*** DATA EXTRACT ***
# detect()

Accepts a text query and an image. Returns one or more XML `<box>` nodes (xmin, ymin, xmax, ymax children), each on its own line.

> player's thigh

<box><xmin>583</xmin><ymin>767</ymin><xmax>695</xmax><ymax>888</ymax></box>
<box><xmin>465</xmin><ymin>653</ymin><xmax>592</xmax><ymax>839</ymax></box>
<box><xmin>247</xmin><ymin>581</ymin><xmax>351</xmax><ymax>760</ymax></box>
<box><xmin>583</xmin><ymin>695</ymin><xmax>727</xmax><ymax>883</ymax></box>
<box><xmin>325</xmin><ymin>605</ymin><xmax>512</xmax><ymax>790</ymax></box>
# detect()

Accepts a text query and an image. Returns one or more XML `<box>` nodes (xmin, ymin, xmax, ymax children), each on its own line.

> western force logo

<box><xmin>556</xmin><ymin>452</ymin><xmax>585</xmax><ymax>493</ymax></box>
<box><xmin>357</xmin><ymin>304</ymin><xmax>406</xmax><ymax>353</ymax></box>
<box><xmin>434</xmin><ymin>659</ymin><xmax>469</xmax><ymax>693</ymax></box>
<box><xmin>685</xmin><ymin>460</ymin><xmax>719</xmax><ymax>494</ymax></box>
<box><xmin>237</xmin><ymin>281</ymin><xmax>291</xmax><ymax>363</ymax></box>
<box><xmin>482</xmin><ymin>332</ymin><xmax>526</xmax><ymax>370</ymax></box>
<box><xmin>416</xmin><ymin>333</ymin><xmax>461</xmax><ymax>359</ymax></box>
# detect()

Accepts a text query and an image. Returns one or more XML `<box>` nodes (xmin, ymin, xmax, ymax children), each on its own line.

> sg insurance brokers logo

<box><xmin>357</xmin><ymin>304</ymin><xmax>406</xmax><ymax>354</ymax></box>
*** End of DATA EXTRACT ***
### WORK TO BE COMPLETED
The full listing above needs to be retyped exactly.

### RESPONSE BOX
# detect()

Accepts a text query and an image. Returns one or more XML `<box>` nodes (xmin, ymin, xmax, ymax children), each on its own line.

> player's thigh

<box><xmin>583</xmin><ymin>767</ymin><xmax>695</xmax><ymax>888</ymax></box>
<box><xmin>465</xmin><ymin>653</ymin><xmax>592</xmax><ymax>839</ymax></box>
<box><xmin>247</xmin><ymin>581</ymin><xmax>351</xmax><ymax>760</ymax></box>
<box><xmin>583</xmin><ymin>695</ymin><xmax>727</xmax><ymax>883</ymax></box>
<box><xmin>325</xmin><ymin>605</ymin><xmax>512</xmax><ymax>790</ymax></box>
# detect()

Accepts a text query and an image. Returns one or more XML `<box>` nodes (xmin, ymin, xmax, ymax children), each on its own line.

> western force logo

<box><xmin>556</xmin><ymin>452</ymin><xmax>585</xmax><ymax>493</ymax></box>
<box><xmin>357</xmin><ymin>304</ymin><xmax>406</xmax><ymax>353</ymax></box>
<box><xmin>434</xmin><ymin>659</ymin><xmax>469</xmax><ymax>693</ymax></box>
<box><xmin>685</xmin><ymin>460</ymin><xmax>719</xmax><ymax>494</ymax></box>
<box><xmin>237</xmin><ymin>281</ymin><xmax>291</xmax><ymax>363</ymax></box>
<box><xmin>482</xmin><ymin>332</ymin><xmax>526</xmax><ymax>370</ymax></box>
<box><xmin>416</xmin><ymin>333</ymin><xmax>461</xmax><ymax>359</ymax></box>
# detect()

Accepts a text query and an image. Returns one or more XML `<box>` nodes (xmin, ymin, xmax, ymax children), each on its own line.

> sg insurance brokers logo

<box><xmin>357</xmin><ymin>304</ymin><xmax>406</xmax><ymax>354</ymax></box>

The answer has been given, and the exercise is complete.